_Task brief_.
Could you output every row below, unchanged and in the same order?

_Dataset excerpts_.
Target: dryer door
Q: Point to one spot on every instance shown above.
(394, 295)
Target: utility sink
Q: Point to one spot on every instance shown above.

_Finished answer_.
Target: dryer door
Q: Point to one spot on every instance shown above.
(394, 295)
Target: utility sink
Q: Point to one spot on every instance shown above.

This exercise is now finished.